[start]

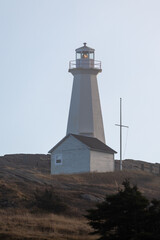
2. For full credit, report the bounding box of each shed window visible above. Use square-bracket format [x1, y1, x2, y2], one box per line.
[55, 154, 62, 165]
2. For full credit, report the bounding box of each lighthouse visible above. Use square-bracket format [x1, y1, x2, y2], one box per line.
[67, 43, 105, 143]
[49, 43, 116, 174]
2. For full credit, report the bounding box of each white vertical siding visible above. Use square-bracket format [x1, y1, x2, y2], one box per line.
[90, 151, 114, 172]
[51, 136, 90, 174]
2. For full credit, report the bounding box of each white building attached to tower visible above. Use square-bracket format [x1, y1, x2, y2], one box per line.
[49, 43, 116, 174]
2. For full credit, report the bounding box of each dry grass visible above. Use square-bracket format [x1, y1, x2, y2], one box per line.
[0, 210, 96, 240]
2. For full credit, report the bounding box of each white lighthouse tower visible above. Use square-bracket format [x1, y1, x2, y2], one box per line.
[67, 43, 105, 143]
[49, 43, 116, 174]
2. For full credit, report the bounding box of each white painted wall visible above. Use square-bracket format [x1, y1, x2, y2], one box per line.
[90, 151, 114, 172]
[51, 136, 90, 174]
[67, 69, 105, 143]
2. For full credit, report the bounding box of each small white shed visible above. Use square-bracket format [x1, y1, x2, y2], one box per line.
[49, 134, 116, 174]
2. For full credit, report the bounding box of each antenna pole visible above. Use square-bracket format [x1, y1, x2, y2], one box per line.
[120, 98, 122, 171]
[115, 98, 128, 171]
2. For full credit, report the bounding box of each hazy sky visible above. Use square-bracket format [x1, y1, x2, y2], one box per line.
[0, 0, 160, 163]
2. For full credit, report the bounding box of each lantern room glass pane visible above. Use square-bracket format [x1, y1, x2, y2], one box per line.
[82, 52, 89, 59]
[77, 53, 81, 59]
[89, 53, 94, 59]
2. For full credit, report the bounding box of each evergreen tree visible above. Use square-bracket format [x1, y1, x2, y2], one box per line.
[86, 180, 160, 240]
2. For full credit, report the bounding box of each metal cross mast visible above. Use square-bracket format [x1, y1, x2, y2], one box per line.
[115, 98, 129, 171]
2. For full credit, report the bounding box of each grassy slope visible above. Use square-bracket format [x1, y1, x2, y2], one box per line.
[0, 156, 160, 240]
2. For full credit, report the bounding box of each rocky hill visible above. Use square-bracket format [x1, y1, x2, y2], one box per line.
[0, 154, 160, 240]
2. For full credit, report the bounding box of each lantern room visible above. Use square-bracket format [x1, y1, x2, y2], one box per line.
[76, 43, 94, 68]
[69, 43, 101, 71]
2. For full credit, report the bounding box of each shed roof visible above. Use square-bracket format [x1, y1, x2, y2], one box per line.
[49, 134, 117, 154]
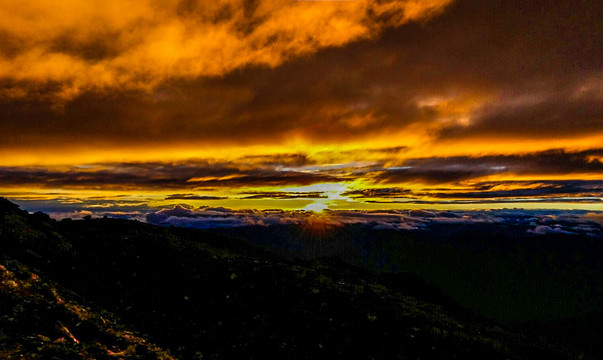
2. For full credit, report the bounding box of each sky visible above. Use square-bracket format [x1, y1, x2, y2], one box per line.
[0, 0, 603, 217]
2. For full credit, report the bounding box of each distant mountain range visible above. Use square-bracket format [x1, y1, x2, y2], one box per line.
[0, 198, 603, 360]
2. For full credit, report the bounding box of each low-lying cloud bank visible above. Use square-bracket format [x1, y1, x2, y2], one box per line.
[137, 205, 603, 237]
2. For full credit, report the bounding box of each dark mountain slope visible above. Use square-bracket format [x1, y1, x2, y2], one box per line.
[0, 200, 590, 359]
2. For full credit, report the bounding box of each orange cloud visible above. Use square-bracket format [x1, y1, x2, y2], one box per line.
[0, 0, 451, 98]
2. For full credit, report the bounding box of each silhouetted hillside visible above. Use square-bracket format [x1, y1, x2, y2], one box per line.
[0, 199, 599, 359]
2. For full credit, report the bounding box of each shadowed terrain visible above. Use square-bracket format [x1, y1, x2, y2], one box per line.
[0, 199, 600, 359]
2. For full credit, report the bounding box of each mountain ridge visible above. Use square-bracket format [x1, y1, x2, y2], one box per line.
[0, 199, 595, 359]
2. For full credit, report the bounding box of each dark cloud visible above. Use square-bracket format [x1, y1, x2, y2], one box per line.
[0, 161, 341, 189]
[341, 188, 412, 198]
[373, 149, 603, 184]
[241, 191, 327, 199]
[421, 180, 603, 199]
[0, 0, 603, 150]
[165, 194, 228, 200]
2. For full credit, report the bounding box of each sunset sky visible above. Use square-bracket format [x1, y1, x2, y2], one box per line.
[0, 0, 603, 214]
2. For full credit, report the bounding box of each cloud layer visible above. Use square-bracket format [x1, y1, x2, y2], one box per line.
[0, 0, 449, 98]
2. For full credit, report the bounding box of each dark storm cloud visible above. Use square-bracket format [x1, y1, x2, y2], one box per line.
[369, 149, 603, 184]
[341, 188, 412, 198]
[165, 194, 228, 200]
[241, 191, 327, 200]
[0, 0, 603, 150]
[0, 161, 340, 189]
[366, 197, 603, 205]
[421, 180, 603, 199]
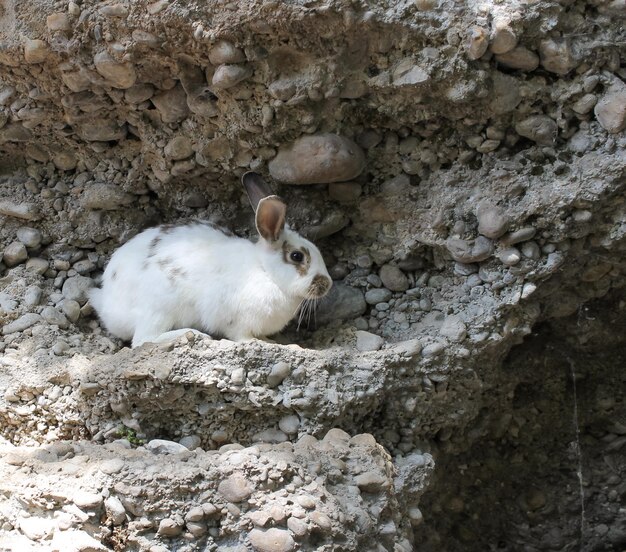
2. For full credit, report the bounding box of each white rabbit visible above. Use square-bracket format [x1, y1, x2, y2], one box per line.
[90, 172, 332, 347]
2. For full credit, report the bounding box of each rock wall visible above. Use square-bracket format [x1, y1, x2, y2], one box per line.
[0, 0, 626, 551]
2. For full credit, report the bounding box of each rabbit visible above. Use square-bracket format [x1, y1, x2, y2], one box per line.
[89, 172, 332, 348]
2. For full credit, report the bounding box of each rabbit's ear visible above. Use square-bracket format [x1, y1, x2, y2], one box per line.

[end]

* WHAT IS REQUIRED: Rewrite the portion of the records that opens with the line containing "each dark storm" and closes with the line containing "[366, 197, 603, 205]", changing "dark storm cloud" to "low rain cloud" and leaving everything else as it is.

* EXERCISE ANSWER:
2. For full credit, report the bounding box of each low rain cloud visible above. Use square-bracket format [x1, y1, x2, y2], one box per line.
[369, 149, 603, 184]
[341, 188, 412, 198]
[165, 194, 228, 200]
[241, 191, 327, 200]
[0, 0, 603, 150]
[0, 161, 340, 189]
[366, 197, 603, 205]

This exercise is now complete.